- **Task to carry out**: Can you rewrite the listing from its first line through the line containing "negative clicks: (230, 269) (192, 250)", replacing "positive clicks" with "inclusion clicks" and leaving everything else unchanged?

═════ Material provided ═════

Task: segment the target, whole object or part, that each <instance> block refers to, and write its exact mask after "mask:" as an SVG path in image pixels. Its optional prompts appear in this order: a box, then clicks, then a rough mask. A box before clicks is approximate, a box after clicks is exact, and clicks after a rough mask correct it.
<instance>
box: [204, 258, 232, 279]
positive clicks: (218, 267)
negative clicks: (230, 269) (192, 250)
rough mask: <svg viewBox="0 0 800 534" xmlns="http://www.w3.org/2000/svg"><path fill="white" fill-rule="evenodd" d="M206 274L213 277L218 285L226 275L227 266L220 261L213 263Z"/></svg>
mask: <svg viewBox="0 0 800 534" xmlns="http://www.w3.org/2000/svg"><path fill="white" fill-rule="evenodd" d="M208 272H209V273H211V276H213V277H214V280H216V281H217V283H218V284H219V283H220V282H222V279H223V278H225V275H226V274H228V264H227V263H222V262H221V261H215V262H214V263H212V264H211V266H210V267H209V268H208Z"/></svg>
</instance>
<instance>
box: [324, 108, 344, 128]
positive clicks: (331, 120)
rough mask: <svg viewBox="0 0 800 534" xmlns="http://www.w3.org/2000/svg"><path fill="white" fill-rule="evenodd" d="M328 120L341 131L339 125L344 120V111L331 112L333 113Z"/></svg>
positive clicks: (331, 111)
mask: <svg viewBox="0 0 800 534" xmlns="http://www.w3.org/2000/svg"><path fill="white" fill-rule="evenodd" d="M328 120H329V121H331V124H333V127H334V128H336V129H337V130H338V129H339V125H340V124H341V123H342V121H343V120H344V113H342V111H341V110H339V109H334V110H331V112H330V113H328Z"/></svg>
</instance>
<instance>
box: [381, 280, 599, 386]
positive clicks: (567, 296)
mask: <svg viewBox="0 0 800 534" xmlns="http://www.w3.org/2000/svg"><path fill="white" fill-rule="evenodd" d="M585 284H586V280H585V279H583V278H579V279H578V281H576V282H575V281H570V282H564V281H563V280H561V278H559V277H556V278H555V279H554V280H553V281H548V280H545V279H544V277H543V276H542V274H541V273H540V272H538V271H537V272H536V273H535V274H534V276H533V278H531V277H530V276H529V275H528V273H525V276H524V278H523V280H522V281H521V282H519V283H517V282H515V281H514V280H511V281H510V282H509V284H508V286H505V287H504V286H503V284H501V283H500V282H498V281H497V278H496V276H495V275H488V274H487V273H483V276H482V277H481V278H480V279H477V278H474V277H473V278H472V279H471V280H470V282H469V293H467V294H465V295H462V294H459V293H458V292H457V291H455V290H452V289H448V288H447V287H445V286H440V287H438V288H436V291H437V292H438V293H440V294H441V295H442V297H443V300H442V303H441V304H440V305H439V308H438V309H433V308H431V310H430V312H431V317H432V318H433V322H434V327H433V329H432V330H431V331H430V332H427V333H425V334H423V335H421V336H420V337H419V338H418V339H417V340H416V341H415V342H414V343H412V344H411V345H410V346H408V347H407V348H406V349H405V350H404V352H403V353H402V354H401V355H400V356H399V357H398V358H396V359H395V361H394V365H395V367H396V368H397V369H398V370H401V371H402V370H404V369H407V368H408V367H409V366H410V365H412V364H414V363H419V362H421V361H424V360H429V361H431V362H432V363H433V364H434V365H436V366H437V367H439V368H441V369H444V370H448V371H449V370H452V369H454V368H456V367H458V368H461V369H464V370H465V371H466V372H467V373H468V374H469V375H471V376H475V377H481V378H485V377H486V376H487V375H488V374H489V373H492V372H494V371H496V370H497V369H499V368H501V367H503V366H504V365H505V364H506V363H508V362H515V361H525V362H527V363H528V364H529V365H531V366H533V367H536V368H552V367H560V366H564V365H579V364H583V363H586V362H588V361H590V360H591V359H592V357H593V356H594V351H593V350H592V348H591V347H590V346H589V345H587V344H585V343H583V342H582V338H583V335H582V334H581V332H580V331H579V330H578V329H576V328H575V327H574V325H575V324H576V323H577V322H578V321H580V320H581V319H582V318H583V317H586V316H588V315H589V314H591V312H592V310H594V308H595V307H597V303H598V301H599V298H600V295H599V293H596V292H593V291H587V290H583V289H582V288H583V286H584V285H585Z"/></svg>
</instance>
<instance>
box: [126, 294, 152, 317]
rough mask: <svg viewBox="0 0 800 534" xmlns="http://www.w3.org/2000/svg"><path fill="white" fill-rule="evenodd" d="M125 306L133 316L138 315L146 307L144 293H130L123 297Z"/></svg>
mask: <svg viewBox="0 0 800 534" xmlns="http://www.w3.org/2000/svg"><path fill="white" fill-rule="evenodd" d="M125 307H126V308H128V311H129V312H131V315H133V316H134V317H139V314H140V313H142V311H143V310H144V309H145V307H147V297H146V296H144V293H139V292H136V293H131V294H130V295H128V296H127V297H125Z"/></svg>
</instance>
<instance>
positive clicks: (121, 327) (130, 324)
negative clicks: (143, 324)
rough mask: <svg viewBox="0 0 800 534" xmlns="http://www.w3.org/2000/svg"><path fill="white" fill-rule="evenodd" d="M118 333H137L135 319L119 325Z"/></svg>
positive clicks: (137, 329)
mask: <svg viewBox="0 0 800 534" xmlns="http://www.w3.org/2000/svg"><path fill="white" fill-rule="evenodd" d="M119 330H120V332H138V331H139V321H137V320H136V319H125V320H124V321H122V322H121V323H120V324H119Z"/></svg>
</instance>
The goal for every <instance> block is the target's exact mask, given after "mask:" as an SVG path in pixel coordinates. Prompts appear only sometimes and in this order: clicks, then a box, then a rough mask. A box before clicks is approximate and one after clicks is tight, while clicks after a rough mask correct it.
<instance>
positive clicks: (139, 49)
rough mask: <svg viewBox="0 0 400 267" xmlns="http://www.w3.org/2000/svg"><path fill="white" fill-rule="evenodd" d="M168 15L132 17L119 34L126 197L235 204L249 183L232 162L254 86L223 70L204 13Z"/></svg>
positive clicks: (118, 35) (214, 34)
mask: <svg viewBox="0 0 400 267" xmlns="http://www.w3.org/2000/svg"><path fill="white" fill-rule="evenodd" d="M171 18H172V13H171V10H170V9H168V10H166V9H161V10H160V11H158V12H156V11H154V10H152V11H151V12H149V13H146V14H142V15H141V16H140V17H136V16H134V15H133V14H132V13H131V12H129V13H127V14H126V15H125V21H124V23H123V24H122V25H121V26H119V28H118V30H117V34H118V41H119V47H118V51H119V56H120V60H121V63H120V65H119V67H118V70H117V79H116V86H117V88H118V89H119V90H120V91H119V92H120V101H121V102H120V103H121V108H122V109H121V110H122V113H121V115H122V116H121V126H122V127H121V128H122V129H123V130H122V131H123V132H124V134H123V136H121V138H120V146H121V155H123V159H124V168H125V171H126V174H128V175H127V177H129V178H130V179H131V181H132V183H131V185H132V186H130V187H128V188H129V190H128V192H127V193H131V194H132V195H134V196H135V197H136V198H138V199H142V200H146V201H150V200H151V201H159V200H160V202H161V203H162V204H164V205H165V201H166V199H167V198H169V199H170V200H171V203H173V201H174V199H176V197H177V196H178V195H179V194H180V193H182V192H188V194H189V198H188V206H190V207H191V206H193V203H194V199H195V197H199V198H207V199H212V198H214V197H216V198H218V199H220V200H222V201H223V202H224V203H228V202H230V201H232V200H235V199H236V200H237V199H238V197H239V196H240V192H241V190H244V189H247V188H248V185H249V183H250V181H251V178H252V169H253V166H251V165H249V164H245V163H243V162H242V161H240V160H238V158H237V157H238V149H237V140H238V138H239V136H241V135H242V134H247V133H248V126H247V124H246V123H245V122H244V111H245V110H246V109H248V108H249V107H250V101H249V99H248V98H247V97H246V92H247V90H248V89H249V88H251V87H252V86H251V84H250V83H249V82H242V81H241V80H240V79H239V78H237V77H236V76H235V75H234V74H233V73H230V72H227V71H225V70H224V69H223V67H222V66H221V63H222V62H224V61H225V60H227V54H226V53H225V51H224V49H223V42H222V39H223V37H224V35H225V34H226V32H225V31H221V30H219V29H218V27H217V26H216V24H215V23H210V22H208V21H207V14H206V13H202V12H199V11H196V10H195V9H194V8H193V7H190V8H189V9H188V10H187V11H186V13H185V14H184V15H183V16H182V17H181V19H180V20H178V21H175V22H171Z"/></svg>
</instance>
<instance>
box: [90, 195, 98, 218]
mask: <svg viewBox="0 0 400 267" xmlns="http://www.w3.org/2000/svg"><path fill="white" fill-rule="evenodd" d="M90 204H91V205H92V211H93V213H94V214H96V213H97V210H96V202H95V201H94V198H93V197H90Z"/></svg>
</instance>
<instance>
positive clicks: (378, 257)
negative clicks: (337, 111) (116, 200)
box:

═════

- **Reply to the task**:
Task: segment the target, whole object or part, that each <instance> block refers to, and write its exact mask after "mask:" as an SVG path in image pixels. Its optional prompts appear in this order: a box, then clicks, then a rough mask. A box before clicks is approximate, a box after clicks is exact, and clicks after a rough mask correct it.
<instance>
box: [204, 258, 232, 279]
inclusion clicks: (218, 267)
negative clicks: (230, 269) (192, 250)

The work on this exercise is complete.